*Excerpt provided*.
※ ※ ※

27 Feb
Reading Beckett via Kit Fine (11)

Psychiatry 

Beckett’s encounter with psychotherapy exposed him to a structural impasse that his writing would never abandon. The therapy revealed a limit built into the relation between speech, self-knowledge, and experience. This is the limit his work keeps returning to as an organising constraint. 

The important point is not that Beckett was analysed, but that analysis itself became, for him, an exemplary site where the promise of articulation encountered its own boundary. What matters structurally is not the biographical detail but the shape of the situation. Psychoanalysis proceeds on the assumption that speech can progressively integrate what is otherwise dispersed or unconscious, that the speaking subject can be made increasingly coincident with what is said. Beckett’s experience unsettles this assumption. Speech does not integrate; it proliferates. Instead of producing coherence, it multiplies corrections, revisions, and hesitations. Instead of grounding the self, it exposes the instability of grounding itself.

※ ※ ※

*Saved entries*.
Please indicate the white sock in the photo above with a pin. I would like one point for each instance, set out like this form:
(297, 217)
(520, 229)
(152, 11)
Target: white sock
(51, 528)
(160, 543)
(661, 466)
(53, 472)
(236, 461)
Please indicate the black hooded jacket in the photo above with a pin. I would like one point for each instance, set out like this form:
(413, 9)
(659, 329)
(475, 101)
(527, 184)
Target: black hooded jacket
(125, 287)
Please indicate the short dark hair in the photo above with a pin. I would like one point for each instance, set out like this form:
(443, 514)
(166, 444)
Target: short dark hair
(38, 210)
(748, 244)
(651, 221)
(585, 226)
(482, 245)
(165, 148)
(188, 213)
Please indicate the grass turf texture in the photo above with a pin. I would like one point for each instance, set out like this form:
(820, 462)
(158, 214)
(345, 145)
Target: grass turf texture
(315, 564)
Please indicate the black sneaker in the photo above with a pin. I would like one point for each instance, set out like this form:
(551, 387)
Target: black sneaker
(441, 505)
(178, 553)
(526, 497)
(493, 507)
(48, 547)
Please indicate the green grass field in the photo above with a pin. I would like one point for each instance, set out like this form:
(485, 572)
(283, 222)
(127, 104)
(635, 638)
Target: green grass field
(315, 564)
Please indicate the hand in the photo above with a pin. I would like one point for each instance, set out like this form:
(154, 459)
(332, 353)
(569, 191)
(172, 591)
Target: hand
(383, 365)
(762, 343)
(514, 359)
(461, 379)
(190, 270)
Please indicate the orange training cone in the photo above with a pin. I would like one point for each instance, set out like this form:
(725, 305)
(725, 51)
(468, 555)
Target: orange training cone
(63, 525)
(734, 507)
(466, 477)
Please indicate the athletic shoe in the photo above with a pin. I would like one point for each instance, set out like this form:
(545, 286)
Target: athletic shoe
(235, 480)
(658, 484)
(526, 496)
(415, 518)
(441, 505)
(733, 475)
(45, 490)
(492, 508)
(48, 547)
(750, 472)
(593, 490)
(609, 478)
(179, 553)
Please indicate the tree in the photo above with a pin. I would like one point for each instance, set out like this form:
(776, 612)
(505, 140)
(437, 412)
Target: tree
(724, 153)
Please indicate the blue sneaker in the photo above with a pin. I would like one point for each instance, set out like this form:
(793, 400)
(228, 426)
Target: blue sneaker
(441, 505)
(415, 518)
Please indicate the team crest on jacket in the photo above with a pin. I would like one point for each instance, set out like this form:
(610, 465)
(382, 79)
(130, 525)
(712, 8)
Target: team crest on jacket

※ ※ ※

*Your tasks*.
**1.** In the Beckett excerpt, what does speech do instead of integrating?
**2.** Please write out the Beckett excerpt word for word from "Beckett’s encounter with" to "an organising constraint.".

*Solutions in order*.
**1.** It proliferates.

**2.**
Beckett’s encounter with psychotherapy exposed him to a structural impasse that his writing would never abandon. The therapy revealed a limit built into the relation between speech, self-knowledge, and experience. This is the limit his work keeps returning to as an organising constraint.